▸ SHORT EXERCISE A
In the text on antisemitism and anti-Zionism, what share of the Middle East's landmass does the one Jewish state amount to?
▸ SHORT EXERCISE B
From the text on antisemitism and anti-Zionism, extract the stretch from "A DISCLAIMER" through "deeds or misdeeds." word for word.

▸ TEXT TO READ
※

"Fifty years ago, prognosticators said: 'Antisemitism, it's a historical fact of the past. You don't have to worry about it.' They said: 'In 50 years, Israel will be a normal nation among all the nations.' Boy, how wrong they were! Israel has become 'the Jew among the nations'."
Holocaust survivor and former ADL director Abe Foxman
"Now that there is [a Jewish state], antisemitism is rising from its ashes, or rather, from Our ashes, and it's called anti-Zionism. It has applied to individuals, now it applies to a nation."
Herbert Pagani, "A Plea For My Land," 1975.
A DISCLAIMER
Please note: this post is not about Israel. It’s not about the Israeli government. It’s not about Israeli policies. It’s not about anything Israel has or hasn’t done, since October 7 or before then. This post is not meant to deflect any accountability or responsibility for Israel’s deeds or misdeeds.
This post is about what the largely non-Jewish world considers acceptable attitudes and behaviors toward Israel and Israelis, attitudes and behaviors that are not considered acceptable by any stretch in any other scenario. It’s about the obvious, glaring projection of an ancient hatred onto one state — the Jewish state. The one Jewish state in a sea of hundreds of Christian and Muslim states. The one Jewish state which amounts to 0.1 percent of the landmass of the Middle East. The one Jewish state where half the Jews in the entire planet live.
Nearly eight decades after the Holocaust, it has become clearer than ever that the Nazi genocide disturbed the world order of antisemitism. The Nazis’ crimes were so upsetting, so unbelievably heinous, so shocking, that the civilized world lost its taste for blatant, overt antisemitism. But if there’s one thing antisemitism knows how to do, it’s to mutate. As poet Herbert Pagani said in 1975, “antisemitism is rising from its ashes, or rather, from Our ashes, and it's called anti-Zionism. It has applied to individuals, now it applies to a nation."

※

▸ MATERIAL

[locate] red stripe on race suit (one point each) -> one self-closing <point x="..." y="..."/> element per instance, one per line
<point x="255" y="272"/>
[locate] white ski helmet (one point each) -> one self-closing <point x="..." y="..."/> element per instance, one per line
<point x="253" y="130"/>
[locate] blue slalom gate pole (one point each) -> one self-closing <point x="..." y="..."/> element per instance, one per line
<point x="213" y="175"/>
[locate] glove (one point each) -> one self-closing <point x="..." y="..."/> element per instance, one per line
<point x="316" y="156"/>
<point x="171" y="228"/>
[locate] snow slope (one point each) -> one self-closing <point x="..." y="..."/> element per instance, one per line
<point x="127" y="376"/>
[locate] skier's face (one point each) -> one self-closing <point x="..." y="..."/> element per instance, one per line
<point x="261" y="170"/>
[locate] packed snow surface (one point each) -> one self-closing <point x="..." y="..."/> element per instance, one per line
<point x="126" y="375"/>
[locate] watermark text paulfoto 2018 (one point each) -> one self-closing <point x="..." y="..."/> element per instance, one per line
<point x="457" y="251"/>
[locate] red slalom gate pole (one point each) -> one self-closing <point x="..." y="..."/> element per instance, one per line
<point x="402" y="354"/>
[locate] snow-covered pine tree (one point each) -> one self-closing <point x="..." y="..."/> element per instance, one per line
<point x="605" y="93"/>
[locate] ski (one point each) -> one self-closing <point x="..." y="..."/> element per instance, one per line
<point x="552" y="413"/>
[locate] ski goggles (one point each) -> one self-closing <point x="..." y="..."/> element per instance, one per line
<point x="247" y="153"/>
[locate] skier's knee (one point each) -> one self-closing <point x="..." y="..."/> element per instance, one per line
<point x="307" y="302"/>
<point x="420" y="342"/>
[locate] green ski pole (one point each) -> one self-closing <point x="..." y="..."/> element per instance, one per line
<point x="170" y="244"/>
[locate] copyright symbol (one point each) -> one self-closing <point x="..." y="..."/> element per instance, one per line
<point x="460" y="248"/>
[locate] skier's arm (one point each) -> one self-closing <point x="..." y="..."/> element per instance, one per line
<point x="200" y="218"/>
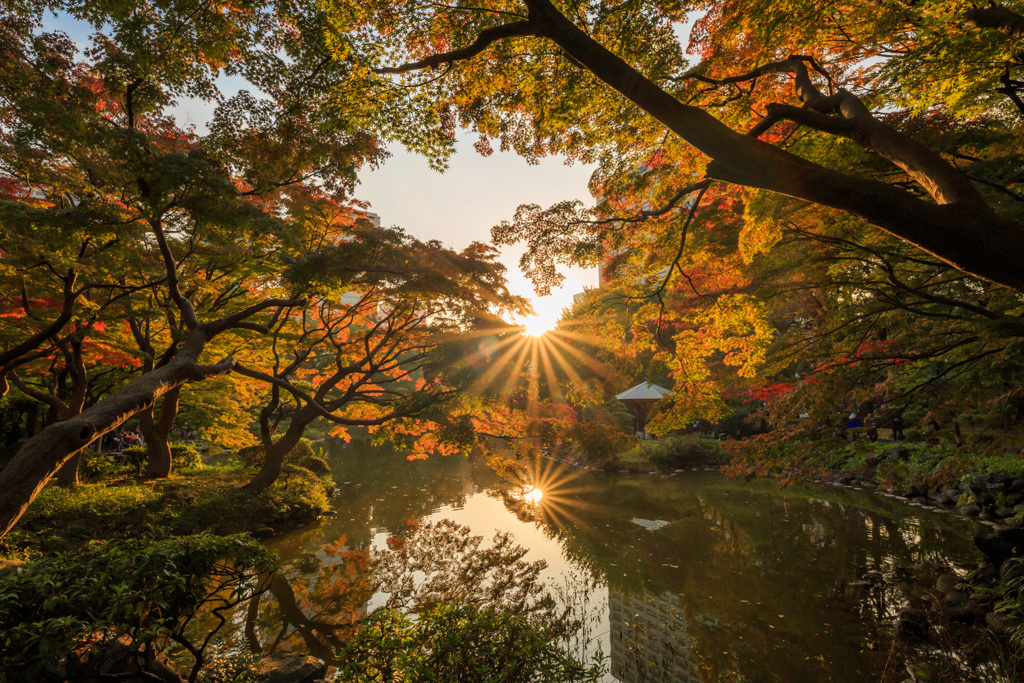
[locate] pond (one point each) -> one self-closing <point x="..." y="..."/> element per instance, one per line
<point x="692" y="577"/>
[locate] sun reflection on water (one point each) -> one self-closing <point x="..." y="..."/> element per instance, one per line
<point x="532" y="495"/>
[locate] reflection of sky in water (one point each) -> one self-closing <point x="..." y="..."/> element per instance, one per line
<point x="720" y="578"/>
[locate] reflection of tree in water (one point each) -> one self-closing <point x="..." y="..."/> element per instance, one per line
<point x="426" y="564"/>
<point x="759" y="575"/>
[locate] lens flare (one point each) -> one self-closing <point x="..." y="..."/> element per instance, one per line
<point x="535" y="326"/>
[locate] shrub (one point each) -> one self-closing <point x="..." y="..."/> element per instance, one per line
<point x="185" y="457"/>
<point x="135" y="457"/>
<point x="598" y="440"/>
<point x="675" y="452"/>
<point x="255" y="456"/>
<point x="315" y="464"/>
<point x="457" y="642"/>
<point x="100" y="466"/>
<point x="76" y="611"/>
<point x="1012" y="604"/>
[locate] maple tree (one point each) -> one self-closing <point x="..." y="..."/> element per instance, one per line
<point x="597" y="82"/>
<point x="740" y="194"/>
<point x="205" y="244"/>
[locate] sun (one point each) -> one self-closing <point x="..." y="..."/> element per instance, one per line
<point x="535" y="326"/>
<point x="532" y="495"/>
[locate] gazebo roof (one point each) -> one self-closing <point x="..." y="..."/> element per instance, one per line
<point x="643" y="391"/>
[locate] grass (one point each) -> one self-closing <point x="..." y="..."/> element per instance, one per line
<point x="202" y="500"/>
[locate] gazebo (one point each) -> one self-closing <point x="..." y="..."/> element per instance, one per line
<point x="640" y="399"/>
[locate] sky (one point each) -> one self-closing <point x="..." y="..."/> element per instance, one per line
<point x="462" y="204"/>
<point x="475" y="193"/>
<point x="456" y="207"/>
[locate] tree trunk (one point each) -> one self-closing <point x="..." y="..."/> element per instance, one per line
<point x="42" y="456"/>
<point x="68" y="474"/>
<point x="275" y="453"/>
<point x="157" y="433"/>
<point x="32" y="423"/>
<point x="969" y="237"/>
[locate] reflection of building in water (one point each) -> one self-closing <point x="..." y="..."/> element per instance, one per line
<point x="649" y="642"/>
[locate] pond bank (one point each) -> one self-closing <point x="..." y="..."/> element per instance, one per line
<point x="192" y="501"/>
<point x="687" y="572"/>
<point x="968" y="599"/>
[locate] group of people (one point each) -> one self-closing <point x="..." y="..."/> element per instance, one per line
<point x="120" y="439"/>
<point x="869" y="425"/>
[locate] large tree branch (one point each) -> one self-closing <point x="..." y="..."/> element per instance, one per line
<point x="483" y="40"/>
<point x="998" y="17"/>
<point x="43" y="455"/>
<point x="968" y="237"/>
<point x="944" y="182"/>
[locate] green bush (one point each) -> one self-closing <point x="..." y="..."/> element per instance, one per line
<point x="185" y="457"/>
<point x="207" y="500"/>
<point x="100" y="466"/>
<point x="456" y="642"/>
<point x="135" y="457"/>
<point x="675" y="452"/>
<point x="73" y="610"/>
<point x="315" y="464"/>
<point x="255" y="456"/>
<point x="1012" y="603"/>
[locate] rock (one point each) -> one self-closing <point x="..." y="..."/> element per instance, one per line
<point x="996" y="624"/>
<point x="912" y="622"/>
<point x="958" y="613"/>
<point x="976" y="608"/>
<point x="897" y="452"/>
<point x="946" y="583"/>
<point x="1005" y="567"/>
<point x="986" y="574"/>
<point x="1001" y="546"/>
<point x="290" y="668"/>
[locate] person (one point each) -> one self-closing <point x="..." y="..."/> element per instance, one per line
<point x="897" y="426"/>
<point x="853" y="423"/>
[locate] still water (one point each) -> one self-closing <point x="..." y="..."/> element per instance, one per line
<point x="690" y="578"/>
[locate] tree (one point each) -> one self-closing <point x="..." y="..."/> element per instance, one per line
<point x="739" y="197"/>
<point x="216" y="229"/>
<point x="500" y="77"/>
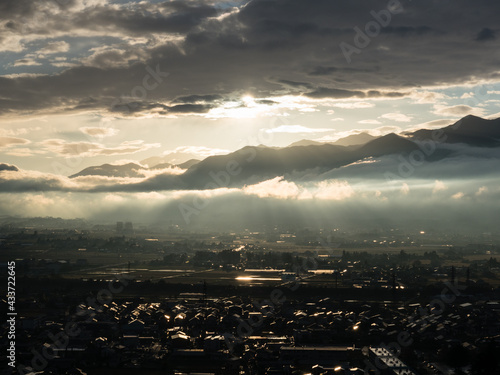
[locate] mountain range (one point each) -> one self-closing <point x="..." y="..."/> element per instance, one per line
<point x="252" y="164"/>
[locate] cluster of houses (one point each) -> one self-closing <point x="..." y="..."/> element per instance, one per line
<point x="236" y="335"/>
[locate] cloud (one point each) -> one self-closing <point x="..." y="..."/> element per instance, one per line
<point x="353" y="105"/>
<point x="274" y="188"/>
<point x="457" y="110"/>
<point x="296" y="129"/>
<point x="405" y="189"/>
<point x="8" y="167"/>
<point x="398" y="117"/>
<point x="12" y="141"/>
<point x="369" y="122"/>
<point x="482" y="190"/>
<point x="333" y="190"/>
<point x="439" y="186"/>
<point x="434" y="124"/>
<point x="99" y="132"/>
<point x="54" y="47"/>
<point x="216" y="53"/>
<point x="87" y="149"/>
<point x="486" y="34"/>
<point x="27" y="61"/>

※

▸ COMPLETE OUTPUT A
0.1 percent

▸ COMPLETE OUTPUT B
A DISCLAIMER
Please note: this post is not about Israel. It’s not about the Israeli government. It’s not about Israeli policies. It’s not about anything Israel has or hasn’t done, since October 7 or before then. This post is not meant to deflect any accountability or responsibility for Israel’s deeds or misdeeds.